_Yapılacak görevler:_
**a.** Safer ayı üzerine yazıda aktarılan hadis-i şerife göre neye sövülmemelidir?
**b.** Kayıtlarda "box in this photo." ifadesini içeren satırdan başlayıp kayıtların sonuna kadar uzanan satırları, ikisi de dahil olmak üzere, "Sıra" ve "Kayıt satırı" sütunlarından oluşan bir Markdown tablosuna dönüştürün. Boş satırları tabloya almayın.

_Metin bölümü:_

+++

Bir arkadaşımla Safer ayından bahsediyorduk geçenlerde. Bu ay şöyledir, böyledir, sabır ayıdır vs, vs, konuştuk epeyce. Hakikaten de bu ay içinde çok çeşitli sıkıntıların yaşandığına şahit olmuştuk birlikte. Bir arkadaşımızı kaybetmiş, birkaç arkadaşımız kaza geçirmiş, türlü hastalıklar görmüştük. Bunları hatırlatarak yakındık bir süre. Derken, arkadaşım önemli bir uyarıda bulundu; Safer ayının bir uğursuz aymış gibi algılanmasının da yanlış olacağını söyledi. Bu aydan bu kadar şikayet etmenin, bu aya türlü olumsuz anlamlar yüklemenin giderek bu aya nahoş bir gözle bakmamıza yol açacağını ifade etti. Düşündüm, elhak doğru söylüyor. Aylar Allah Sübhanehu ve Tealâ hazretlerinin ayları. Kimine bir sırrı gizlemiş, kimine bir başka sırrı. Her biri onun esmasının türlü tecellilerine birer ayna, birer sofra. Aklıma bir hadis-i şerif geldi: “Dehr’e (zamana) sövmeyin.” buyuruyor ya Cenab-ı Rasul s.a.v.; dehr’e, günlere, aylara sövmemek icap eder. Arkasındaki Fail’e ta’n etmeye varır iş çünkü, neûzübillah...

Bir başka hakikate de yine bir Allah dostunun bir nutk-ı şerifinde tesadüf etmiştim. “Allah” demiş o zat, “Zülcelâl ve’l-ikram’dır. Yani celâl, azamet ama aynı zamanda ikram sahibidir. Celâline sabırla karşılık verenlere ikramda bulunur elbette.”

Muharrem, derken Safer, Rebiulevvel... sonra diğerleri, mübarek üç aylar... Her biri bir sır için kurulmuş, duyanlara, duyarlı kalplere vakti gelince alarm veriyor. Kiminde Aşure var, sonra Şehidân-ı Kerbela’nın hüznü var; kiminde celâlî tecelliler var; kiminde Mevlid var; kiminde ise Miraç, oruç, hac... Ayların sahibi her birini bezemiş, her bir ayın içinde gaflet ehline randevular vermiş. Hakikat ehli için zaten her gelen Hızır, her gece ise Kadir.

+++

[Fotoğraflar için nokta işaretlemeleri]
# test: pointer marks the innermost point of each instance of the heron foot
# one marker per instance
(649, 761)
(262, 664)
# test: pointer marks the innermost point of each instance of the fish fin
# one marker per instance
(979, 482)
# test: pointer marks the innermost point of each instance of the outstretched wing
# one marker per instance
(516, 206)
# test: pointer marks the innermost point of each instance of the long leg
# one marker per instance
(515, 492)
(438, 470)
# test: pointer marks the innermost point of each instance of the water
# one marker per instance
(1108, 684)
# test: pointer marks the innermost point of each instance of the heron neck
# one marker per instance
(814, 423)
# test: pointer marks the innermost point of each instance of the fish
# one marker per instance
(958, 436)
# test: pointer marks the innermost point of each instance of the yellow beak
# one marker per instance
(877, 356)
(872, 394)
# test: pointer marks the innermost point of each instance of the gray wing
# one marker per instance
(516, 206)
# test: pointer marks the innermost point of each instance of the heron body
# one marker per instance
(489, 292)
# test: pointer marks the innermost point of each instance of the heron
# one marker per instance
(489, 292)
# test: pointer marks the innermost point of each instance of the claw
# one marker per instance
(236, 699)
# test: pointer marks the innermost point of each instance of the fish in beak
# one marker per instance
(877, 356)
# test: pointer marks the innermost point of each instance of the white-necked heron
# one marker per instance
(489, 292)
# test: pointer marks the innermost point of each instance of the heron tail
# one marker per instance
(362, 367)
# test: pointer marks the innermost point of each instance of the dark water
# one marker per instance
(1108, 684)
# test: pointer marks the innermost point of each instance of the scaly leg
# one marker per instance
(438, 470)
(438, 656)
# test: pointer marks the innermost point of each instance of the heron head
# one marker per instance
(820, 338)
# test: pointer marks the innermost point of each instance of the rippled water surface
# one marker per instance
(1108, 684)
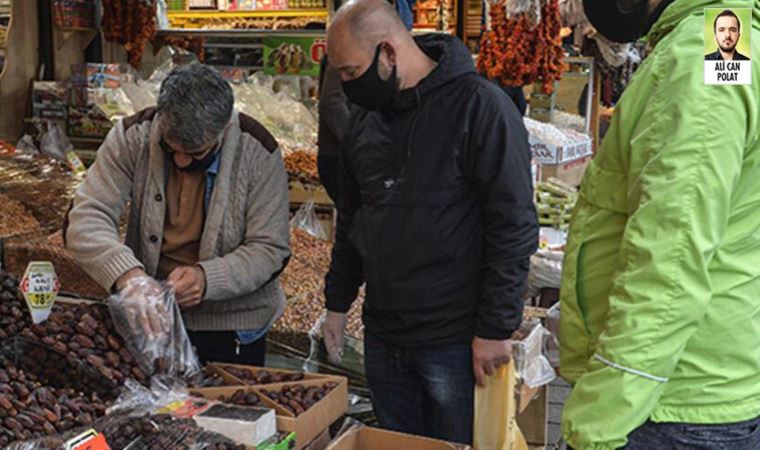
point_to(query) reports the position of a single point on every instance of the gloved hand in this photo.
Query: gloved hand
(332, 330)
(143, 304)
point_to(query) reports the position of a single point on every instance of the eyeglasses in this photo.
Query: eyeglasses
(195, 155)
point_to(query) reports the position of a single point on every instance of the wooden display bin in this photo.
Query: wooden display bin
(308, 425)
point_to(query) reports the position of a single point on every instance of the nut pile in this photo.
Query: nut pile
(82, 331)
(29, 410)
(302, 166)
(163, 432)
(262, 376)
(86, 332)
(303, 283)
(73, 278)
(15, 218)
(14, 316)
(299, 398)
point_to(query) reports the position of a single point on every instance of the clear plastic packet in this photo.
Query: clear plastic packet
(306, 219)
(55, 143)
(533, 368)
(148, 318)
(545, 271)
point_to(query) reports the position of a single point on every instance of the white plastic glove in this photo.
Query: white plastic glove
(333, 330)
(144, 306)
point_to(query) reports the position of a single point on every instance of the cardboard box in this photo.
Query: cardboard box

+++

_Görevlerin yanıtları:_
**a.** Dehr'e, yani zamana sövülmemelidir.

**b.**
| Sıra | Kayıt satırı |
|---|---|
| 1 | point_to(query) reports the position of a single point on every instance of the cardboard box in this photo. |
| 2 | Query: cardboard box |